**CHALLENGE 1:** Please pull out every line of the records that contains the string "plaid". Case counts.
##### DOCUMENT EXCERPT #####
Yesterday we had our monthly chapter meeting and were blessed to have it with Father Altier, Visitor of the BSP. We had a wonderful meeting and although he is a Carmelite in his spiritual advice to us he said the first thing we needed to do as penitents was to live in simplicity and detachment from all things like St. Francis. Detachment comes first he said. We cannot allow ourselves to develop attachments to any person or thing in this life. Detachment is the first thing that goes if a religious turns from their vows of poverty, chastity, and obedience. So, if we wish to advance in the spiritual life God must be first with us. He also said that this is not about selling what we own, because as lay people, with families, we need to own things to live. It is about staying focused on God in all things, and being grateful to him for his gifts to us. In doing that we embrace, as lay people, the spirit of St. Francis.

So, on this beautiful feast let's reflect on just who we are for the Lord. Let's examine our lives and live in simplicity and detachment from all things. Let us focus on Christ. Praised be Jesus forever!
#####
**CHALLENGE 2:** In the meeting account, what did Father Altier say penitents needed to do first?
##### SUPPLIED INFORMATION #####
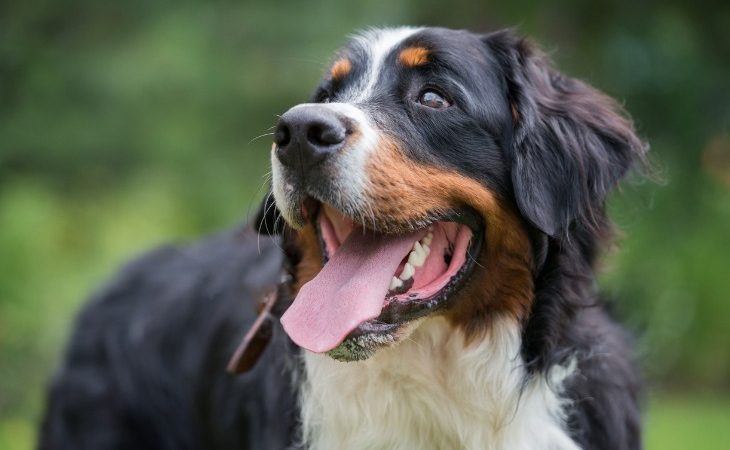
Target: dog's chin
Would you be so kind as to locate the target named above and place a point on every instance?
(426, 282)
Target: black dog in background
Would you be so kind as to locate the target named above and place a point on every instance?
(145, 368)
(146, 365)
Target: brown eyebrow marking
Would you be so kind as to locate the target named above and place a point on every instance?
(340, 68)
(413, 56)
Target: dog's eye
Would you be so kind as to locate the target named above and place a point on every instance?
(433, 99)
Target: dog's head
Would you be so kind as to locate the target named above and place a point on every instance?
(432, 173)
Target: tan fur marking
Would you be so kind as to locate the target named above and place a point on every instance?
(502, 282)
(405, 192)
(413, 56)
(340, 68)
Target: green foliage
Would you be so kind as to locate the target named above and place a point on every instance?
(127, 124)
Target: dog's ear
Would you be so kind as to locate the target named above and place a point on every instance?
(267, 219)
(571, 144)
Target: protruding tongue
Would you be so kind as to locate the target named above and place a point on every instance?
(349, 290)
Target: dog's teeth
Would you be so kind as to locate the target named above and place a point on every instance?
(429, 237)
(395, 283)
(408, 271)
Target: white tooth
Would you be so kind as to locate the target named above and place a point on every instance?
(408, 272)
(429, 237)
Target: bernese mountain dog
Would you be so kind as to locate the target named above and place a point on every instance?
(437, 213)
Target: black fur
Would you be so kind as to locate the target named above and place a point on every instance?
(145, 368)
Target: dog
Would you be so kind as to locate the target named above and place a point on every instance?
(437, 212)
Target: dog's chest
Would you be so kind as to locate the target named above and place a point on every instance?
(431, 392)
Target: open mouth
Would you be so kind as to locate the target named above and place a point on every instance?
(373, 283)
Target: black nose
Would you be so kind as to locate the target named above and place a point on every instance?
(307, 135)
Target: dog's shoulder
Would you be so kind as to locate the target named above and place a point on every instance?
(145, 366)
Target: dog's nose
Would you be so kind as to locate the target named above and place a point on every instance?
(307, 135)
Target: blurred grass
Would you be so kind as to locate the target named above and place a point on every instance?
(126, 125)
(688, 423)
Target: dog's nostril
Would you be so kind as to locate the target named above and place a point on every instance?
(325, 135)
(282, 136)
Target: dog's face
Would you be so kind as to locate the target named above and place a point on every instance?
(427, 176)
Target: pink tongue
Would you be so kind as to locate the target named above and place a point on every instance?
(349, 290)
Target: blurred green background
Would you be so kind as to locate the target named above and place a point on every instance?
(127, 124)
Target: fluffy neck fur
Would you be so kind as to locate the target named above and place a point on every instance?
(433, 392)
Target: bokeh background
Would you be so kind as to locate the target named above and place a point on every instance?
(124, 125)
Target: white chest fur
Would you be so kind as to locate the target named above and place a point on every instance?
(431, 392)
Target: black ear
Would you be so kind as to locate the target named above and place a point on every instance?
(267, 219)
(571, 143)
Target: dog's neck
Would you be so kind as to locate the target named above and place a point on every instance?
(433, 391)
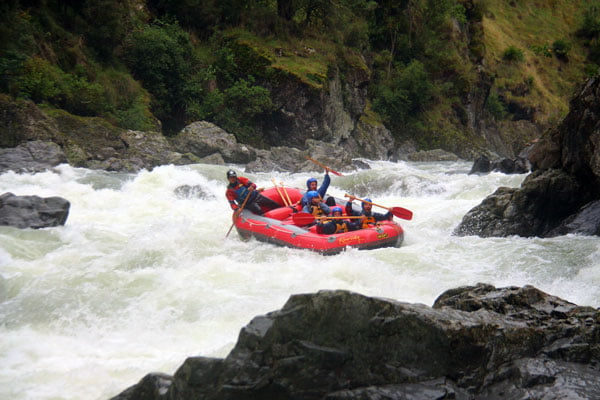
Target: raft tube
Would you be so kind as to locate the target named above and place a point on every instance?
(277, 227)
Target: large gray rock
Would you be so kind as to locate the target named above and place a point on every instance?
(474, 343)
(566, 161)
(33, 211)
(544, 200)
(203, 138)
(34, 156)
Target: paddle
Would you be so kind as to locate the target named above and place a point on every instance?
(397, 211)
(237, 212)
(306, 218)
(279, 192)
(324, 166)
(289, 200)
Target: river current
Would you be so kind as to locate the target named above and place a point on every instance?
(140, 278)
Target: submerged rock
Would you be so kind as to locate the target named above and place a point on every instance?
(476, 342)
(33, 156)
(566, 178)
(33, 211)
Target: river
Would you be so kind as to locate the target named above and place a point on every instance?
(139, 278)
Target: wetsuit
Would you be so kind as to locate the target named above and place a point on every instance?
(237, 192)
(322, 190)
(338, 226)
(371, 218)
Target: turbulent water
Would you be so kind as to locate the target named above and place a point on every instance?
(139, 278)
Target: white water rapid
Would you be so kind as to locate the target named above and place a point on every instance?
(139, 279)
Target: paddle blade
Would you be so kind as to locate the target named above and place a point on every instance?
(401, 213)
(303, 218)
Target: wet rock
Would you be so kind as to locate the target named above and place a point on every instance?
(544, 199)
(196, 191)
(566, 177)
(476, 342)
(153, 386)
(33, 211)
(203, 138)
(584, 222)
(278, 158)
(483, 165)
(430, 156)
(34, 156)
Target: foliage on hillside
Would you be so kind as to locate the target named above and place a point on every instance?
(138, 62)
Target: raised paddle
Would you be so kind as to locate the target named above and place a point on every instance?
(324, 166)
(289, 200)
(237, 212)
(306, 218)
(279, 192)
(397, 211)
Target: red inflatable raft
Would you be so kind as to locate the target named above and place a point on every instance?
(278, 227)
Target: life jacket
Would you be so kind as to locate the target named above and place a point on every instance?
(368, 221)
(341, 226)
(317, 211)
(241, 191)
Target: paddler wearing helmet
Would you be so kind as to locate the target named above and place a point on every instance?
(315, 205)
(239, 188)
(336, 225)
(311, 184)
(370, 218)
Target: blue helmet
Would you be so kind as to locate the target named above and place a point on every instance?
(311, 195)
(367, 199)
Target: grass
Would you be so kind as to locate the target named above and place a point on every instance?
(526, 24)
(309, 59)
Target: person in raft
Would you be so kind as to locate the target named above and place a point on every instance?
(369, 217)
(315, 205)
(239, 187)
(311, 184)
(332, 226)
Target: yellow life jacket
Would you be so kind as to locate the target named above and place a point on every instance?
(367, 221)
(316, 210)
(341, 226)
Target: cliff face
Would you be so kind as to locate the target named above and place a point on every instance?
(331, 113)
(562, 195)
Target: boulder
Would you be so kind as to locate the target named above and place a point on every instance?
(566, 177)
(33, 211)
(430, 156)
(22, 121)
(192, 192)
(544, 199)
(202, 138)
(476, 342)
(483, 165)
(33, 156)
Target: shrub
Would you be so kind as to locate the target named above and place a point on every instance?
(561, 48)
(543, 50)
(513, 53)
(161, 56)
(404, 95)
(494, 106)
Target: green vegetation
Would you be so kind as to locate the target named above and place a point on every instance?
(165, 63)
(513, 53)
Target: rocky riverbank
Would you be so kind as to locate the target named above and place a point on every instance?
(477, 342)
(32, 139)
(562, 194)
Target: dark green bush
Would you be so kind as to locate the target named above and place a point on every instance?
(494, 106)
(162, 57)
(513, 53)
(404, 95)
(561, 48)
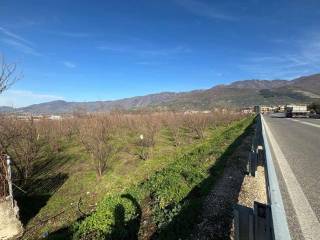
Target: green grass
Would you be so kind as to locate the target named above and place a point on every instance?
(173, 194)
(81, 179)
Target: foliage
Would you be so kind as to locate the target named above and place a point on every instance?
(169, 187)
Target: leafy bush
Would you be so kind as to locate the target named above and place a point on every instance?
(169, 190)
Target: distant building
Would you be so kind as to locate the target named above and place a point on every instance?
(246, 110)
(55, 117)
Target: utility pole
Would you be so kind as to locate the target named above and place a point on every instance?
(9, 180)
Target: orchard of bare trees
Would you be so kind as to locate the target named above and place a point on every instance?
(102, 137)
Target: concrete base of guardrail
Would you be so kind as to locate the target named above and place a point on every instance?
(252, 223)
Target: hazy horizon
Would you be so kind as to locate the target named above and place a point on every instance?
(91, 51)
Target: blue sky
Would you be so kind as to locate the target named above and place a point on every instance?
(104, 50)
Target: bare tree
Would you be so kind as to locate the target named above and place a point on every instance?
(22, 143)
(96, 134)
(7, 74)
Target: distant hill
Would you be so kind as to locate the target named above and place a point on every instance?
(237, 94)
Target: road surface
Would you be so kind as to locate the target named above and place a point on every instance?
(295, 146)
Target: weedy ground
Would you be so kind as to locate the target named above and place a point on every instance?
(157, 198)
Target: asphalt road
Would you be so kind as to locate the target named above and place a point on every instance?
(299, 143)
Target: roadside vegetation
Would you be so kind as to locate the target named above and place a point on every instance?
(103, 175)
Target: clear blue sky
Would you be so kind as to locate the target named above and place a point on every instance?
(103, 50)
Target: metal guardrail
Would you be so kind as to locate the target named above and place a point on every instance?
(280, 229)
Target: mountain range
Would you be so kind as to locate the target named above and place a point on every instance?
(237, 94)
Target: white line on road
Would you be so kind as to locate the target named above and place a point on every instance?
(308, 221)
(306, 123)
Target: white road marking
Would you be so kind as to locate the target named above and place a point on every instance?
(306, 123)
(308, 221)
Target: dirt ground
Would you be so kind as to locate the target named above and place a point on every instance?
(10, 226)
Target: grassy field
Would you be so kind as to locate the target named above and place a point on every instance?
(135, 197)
#####
##### SUPPLIED INFORMATION #####
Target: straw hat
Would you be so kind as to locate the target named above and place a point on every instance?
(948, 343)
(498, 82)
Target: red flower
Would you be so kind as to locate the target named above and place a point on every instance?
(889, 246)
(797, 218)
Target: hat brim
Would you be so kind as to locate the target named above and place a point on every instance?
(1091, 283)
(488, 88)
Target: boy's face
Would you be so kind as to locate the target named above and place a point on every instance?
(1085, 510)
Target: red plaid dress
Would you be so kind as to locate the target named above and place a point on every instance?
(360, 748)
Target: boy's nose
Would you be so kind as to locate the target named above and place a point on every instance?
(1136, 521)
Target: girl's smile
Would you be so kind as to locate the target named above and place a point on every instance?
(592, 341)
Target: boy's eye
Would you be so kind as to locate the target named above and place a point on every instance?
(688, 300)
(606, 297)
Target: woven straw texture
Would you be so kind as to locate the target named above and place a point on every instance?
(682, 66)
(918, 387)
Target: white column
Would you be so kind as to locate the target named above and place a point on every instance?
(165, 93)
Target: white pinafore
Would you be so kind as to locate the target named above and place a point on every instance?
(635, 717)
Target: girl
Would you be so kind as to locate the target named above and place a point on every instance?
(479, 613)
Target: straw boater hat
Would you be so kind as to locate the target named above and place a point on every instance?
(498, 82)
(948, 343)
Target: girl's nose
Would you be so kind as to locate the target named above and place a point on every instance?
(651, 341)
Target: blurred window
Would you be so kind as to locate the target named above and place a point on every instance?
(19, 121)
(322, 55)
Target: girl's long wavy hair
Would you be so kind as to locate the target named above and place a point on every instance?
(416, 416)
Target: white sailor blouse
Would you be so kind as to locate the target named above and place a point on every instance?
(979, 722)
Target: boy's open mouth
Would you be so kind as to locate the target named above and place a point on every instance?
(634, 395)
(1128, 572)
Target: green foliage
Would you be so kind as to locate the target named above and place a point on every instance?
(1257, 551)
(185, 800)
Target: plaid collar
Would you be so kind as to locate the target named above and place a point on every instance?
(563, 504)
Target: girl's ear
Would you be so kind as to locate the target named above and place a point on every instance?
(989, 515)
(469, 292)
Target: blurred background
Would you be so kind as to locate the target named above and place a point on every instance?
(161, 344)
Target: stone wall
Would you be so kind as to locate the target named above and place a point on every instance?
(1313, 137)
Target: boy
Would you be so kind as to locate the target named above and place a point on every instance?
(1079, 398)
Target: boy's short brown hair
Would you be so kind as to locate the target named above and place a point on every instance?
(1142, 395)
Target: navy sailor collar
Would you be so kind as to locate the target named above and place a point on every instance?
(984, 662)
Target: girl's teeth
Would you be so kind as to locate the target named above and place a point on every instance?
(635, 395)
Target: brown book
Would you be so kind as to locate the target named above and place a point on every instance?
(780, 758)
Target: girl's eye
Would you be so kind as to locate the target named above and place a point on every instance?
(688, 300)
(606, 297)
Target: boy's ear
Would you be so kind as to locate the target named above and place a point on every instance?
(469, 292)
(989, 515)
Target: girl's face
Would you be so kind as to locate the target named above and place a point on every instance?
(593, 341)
#####
##### SUPPLIED INFORMATION #####
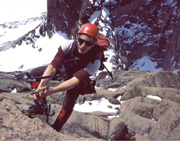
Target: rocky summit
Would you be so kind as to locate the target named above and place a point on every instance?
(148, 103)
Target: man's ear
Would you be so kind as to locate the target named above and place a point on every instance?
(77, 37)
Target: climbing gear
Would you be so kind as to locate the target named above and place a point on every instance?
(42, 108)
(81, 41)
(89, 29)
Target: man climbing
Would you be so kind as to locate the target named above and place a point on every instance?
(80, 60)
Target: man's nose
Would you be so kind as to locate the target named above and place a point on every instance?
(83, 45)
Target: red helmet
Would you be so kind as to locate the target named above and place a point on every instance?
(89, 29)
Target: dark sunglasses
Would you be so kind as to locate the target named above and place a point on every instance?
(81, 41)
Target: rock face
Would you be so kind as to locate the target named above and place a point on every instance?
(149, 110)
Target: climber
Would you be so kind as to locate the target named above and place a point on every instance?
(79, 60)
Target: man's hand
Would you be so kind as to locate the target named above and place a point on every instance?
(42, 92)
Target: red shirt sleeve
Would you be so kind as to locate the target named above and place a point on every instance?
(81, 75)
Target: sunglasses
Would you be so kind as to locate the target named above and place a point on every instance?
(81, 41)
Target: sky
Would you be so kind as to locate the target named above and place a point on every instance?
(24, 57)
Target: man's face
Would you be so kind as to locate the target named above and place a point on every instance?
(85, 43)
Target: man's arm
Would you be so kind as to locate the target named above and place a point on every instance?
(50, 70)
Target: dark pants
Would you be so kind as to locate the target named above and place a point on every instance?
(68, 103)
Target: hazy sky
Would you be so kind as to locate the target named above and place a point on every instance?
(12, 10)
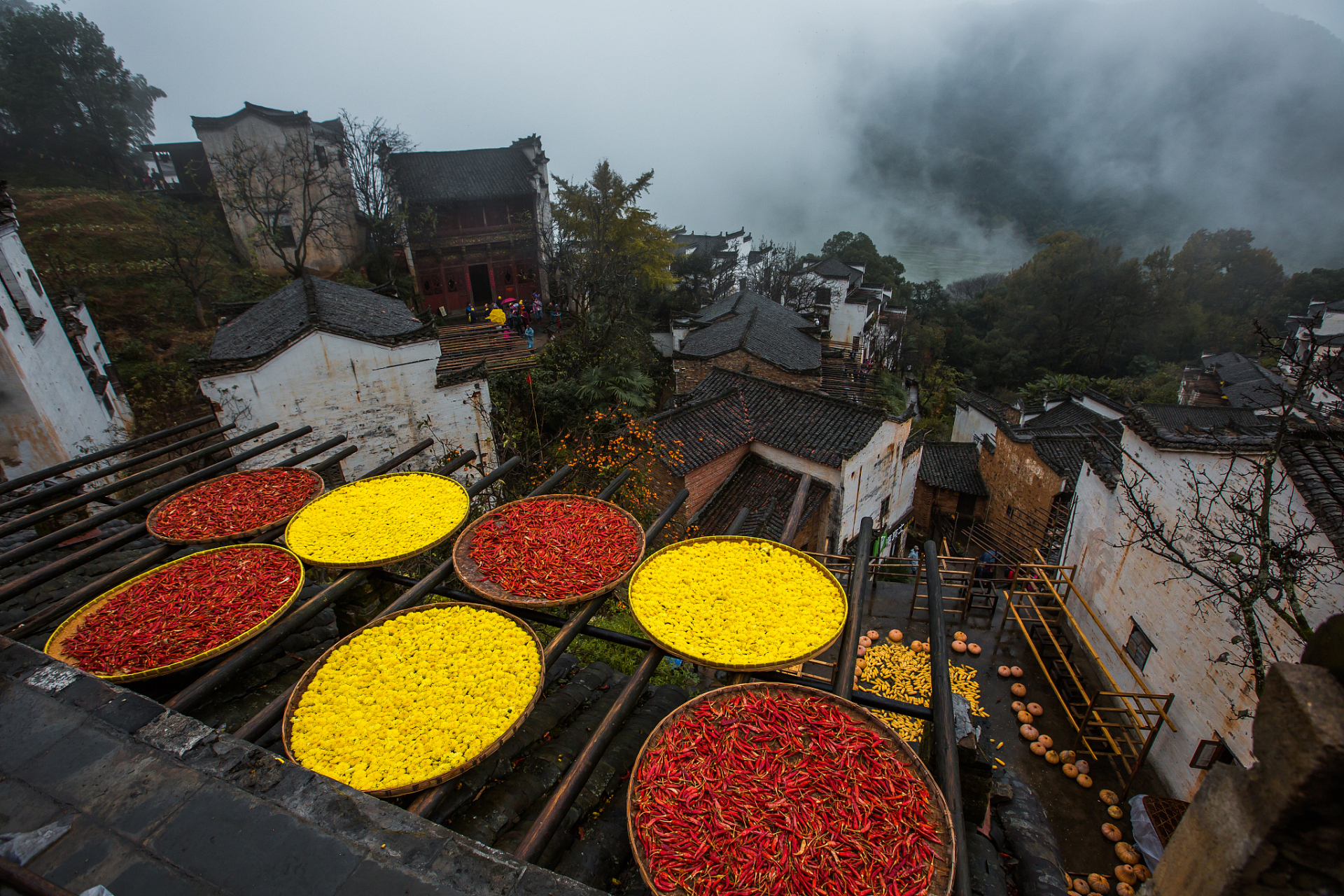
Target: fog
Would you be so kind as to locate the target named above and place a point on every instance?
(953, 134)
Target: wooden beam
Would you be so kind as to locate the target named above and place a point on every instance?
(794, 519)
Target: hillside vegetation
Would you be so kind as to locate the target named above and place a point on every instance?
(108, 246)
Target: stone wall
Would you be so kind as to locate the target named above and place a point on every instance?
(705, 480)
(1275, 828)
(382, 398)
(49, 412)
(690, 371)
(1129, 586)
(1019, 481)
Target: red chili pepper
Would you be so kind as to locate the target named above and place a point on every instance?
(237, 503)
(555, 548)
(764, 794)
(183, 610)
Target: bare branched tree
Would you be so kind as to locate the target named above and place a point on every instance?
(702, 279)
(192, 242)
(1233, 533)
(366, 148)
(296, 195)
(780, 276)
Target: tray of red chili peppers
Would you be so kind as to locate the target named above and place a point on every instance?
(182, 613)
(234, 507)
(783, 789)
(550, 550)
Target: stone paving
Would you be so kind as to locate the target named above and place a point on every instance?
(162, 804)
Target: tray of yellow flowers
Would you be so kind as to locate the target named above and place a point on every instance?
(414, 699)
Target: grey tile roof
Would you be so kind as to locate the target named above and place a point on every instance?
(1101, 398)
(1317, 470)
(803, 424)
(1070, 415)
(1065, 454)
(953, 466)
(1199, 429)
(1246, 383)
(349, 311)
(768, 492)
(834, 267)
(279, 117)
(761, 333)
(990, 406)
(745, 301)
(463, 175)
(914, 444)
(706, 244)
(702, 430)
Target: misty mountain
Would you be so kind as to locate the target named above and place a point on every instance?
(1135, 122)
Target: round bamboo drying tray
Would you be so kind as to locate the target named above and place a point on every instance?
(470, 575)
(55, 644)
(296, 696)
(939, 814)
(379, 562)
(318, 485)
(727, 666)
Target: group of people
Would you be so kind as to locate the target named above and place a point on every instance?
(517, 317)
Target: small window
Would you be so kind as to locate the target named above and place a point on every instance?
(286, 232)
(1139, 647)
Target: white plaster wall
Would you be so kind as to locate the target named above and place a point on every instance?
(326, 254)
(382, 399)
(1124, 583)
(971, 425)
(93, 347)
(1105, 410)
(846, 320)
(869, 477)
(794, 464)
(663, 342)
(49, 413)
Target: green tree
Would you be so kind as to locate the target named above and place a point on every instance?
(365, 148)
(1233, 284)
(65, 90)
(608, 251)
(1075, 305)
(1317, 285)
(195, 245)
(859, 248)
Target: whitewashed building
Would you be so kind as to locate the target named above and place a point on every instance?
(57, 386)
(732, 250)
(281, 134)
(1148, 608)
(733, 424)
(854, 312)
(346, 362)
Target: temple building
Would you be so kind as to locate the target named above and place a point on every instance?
#####
**WORKED SOLUTION 1:**
Target: red plaid dress
Target: plaid collar

**WORKED SOLUTION 2:** Live in simplicity and detachment from all things, like St. Francis.